PEP 777: How to Re-invent the Wheel

While talking with people about a wheel 2.0 design, it became very clear that before we could talk about what a wheel 2.0 could look like, we needed to talk about how to get there (beyond just incrementing the wheel major version number!).

This PEP defines a path to making wheel evolution easier, so that future PEPs can focus on the changes to the format and not get bogged down by details of how to deploy the update.

My hope is that once we have a compatibility story, we can move forward with discussions about what a wheel 2.0 should look like. If you’re interested in discussing that, come join us at the wheel-next ideas repo or in the #wheel-next channel on Discord!

Previous relevant discussions:

4 Likes

An immediate but very minor nit. If we’re going to require a new wheel file extension, and it’s not going to be 3 characters anyway, why not just use .wheel?

I’m still digesting the actually interesting parts of the PEP :slightly_smiling_face:

7 Likes

The x suffix in whlx is intended to evoke an advancement of the whl format, but I have no attachment to the naming. I figured that particular detail will get bikeshed here a fair bit. I’m fine with wheel, but for the purposes of the main content of the PEP I don’t think it really matters.

One thing not covered in the PEP is why not store the major version in the file extension, e.g., whl2?

Actually, using .whlx threw me initially as I thought it was a placeholder for the major version digit, so I would either make that explicit or just make the switch to .wheel now in case anyone else gets confused.

2 Likes

Why not .whl2 and then .whl3 etc.?

I don’t want to reveal any spoilers, but the plan is that there is an extension mechanism such that you won’t need to rev the major version number of the wheel spec in an backward incompatible way again.

3 Likes

Is the idea to go back to whl once this PEP is fully implemented? With the understanding that this might take many years.

Although maybe the extension can just be .wheel from then on.

1 Like

Oh I should also add, I think the discussion is about the extension because everything else seems very solid :joy:

I’m not 100% clear on why the top level has to remain a zip, but I assume there’s a good reason. Maybe that should be added?

3 Likes

Yeah, I definitely need to add this to rejected ideas. I have another draft PEP (that Barry alluded to) that I hope to polish soon that would introduce feature flags to wheels (with similar semantics as a major version bump, but allowing for clearer communication of intent). I think feature flags better encode the idea behind some changes, but others definitely seem like a real major version bump.

I think there are three issues with using whl2:

  1. You need to encode the major version in the wheel name going forward, otherwise you’d have the confusing situation of a wheel of major version 3 named whl2
  2. Part of the brittleness of the current wheel spec comes from encoding so much information into the filename. Filenames aren’t well suited for storing complicated structured information. I hope with wheel 2, we can have a wheel format that encodes not much more than the name and version of the distribution. So putting the wheel version into the name goes against this goal.

**Goals**
(a) In the PEP 777 thread, what is the x suffix in whlx meant to evoke?
(b) Print the PEP 777 thread from "PEP 777: How" up to and including "channel on Discord!".
The lines that come next have no connection to the PEP 777 thread.

**Available data**
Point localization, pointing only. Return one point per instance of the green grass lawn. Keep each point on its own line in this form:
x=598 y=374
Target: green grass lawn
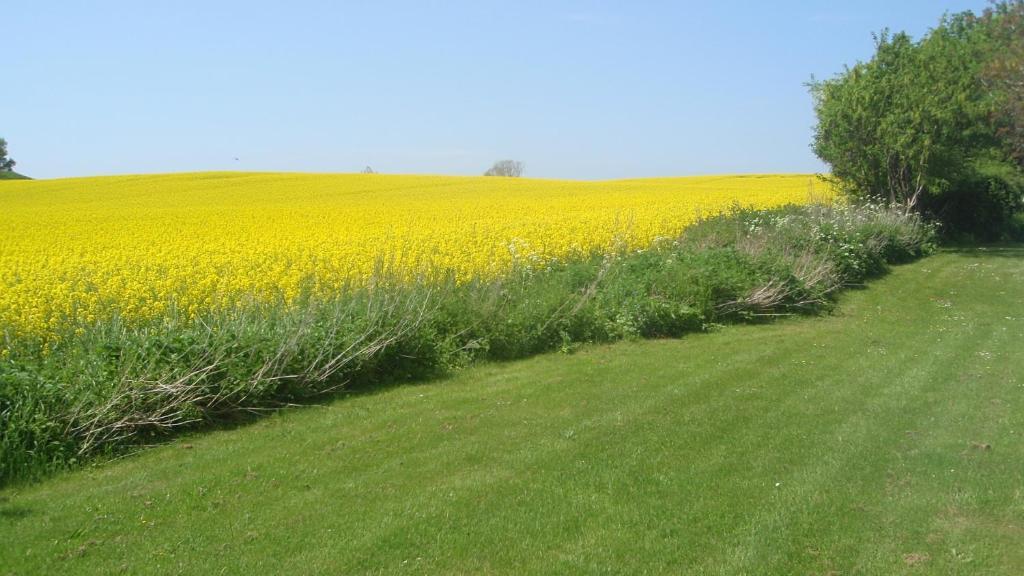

**Written responses**
(a) An advancement of the whl format.

(b)
PEP 777: How to Re-invent the Wheel

While talking with people about a wheel 2.0 design, it became very clear that before we could talk about what a wheel 2.0 could look like, we needed to talk about how to get there (beyond just incrementing the wheel major version number!).

This PEP defines a path to making wheel evolution easier, so that future PEPs can focus on the changes to the format and not get bogged down by details of how to deploy the update.

My hope is that once we have a compatibility story, we can move forward with discussions about what a wheel 2.0 should look like. If you’re interested in discussing that, come join us at the wheel-next ideas repo or in the #wheel-next channel on Discord!